● OBJECTIVES
1) Write out a passage from the Western Australia cycling trip post word for word, beginning at the words "Running smoothly again, we" and stopping after "rumbled past twice!".
2) Translate this sentence from the Western Australia cycling trip post into Spanish: "Sally had got up early to send us off and even packed ham and cheese sandwiches for our road trip!"
3) Write the next part of the Western Australia cycling trip post, picking up right after its last sentence.

● TEXT EXTRACT
[Start]
Sunday, 12 March 2017

Western Australia (26 November 2016 - 5 December 2016), Day 3 - Busselton to Dunsborough

Chief came to send us off!
Elizabeth Quay
Elizabeth Quay
Elizabeth Quay
Perth CDB, no rush hour traffic
Perth CDB, Christmas decorations are up!
Perth CDB
Perth CDB, bike lanes in the city
Railway crossings
Our TransWa bus for Busselton
The old buses has more storage space
Dahon Speedpro and 2 B's in Dimpa bags in the background
Clean toilet in the bus
Water dispenser in the bus!
Busselton
Busselton Beach
Busselton Jetty
Leaving Busselton, inlets
Leaving Busselton, inlets
Geographe Bay Road and bushland
Caves Road
Toby Inlet Bridge
Toby Inlet



We started the morning early but the sun beat us to it, peeking over the horizon from as early as 5 am! After going through our morning routines, we grabbed a hot Milo each, before saying goodbye to our dear sister in law. Sally had got up early to send us off and even packed ham and cheese sandwiches for our road trip!

Riding out less than 50 meters later, Claudine had to call for a stop. Her ankle kept hitting the rear panniers. As Ortliebs comes with adjustable hooks, this problem was quickly resolved. 

Running smoothly again, we followed the same route as yesterday's, passing Deepwater Point Reserves. This morning, a few dogs were spotted enjoying a nice swim in knee deep water!!!

Turning right at Swan River Rowing Club, we rode across Canning Bridge and headed for South Perth. The city on a Monday morning sees many cyclists with backpacks heading for work. Everyone were in a hurry, overtaking us with calls of "Bike Back" and the occasional ringing of bells.

On our right, cars were zooming past Kwinana Freeway. As the train shares the same freeway, we saw it rumbled past twice!



It was a little noisy but our bike path, tucked away from the busy road was a sanctuary on its own. Looking out for dolphins which are frequently sighted in the river, we were delighted to see pelicans on the riverbank instead!
[End]
● GIVEN DATA
[Start]
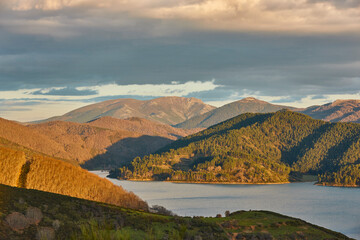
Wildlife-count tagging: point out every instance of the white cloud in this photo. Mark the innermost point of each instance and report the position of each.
(173, 89)
(295, 16)
(15, 106)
[End]
● TASK RESPONSES
1)
Running smoothly again, we followed the same route as yesterday's, passing Deepwater Point Reserves. This morning, a few dogs were spotted enjoying a nice swim in knee deep water!!!

Turning right at Swan River Rowing Club, we rode across Canning Bridge and headed for South Perth. The city on a Monday morning sees many cyclists with backpacks heading for work. Everyone were in a hurry, overtaking us with calls of "Bike Back" and the occasional ringing of bells.

On our right, cars were zooming past Kwinana Freeway. As the train shares the same freeway, we saw it rumbled past twice!

2) ¡Sally se había levantado temprano para despedirnos e incluso nos preparó sándwiches de jamón y queso para nuestro viaje por carretera!

3)
This morning, VT was in a hurry as we were unsure of the route to the bus station. He was riding at a steady pace which only Ryan could keep up with. Following behind, Rygel and Claudine soon lost them in the sea of cyclists.

Approaching Mill Point Reserve which overlooks Kings Park, the bike path forked into two. One ran parallel to Mitchell Freeway, crossing the river while the other ran under. Confused with no sights of VT and Ryan, mother and son stopped to ask for help from a lady cyclist who advised them to go across to Elizabeth Quay.

Even with local advice, the feeling of unease still hovers as they do not want to stray off the original route. It may be difficult for the search party to locate them. 

On the other hand, they had waited too long for their rescue! VT and Ryan could be miles away!!!

Turning on Google Maps, the bright Australian sun made it difficult to read the screen! As usual, VT's handphone was on mute hence the "S.O.S." calls were left unanswered. 

Riding slowly up the ram while casting downward glances under the bridge, Claudine almost screamed abuses at VT when she saw him riding towards her!!! Lost but found, together, we crossed Mitchell Freeway, wondering if riding in Perth is more difficult than driving! The bike paths are so intricately webbed! 


Meanwhile, we were awestruck with Perth's cycling infrastructures!! Bike repair stands were everywhere, let alone the segregated bike paths!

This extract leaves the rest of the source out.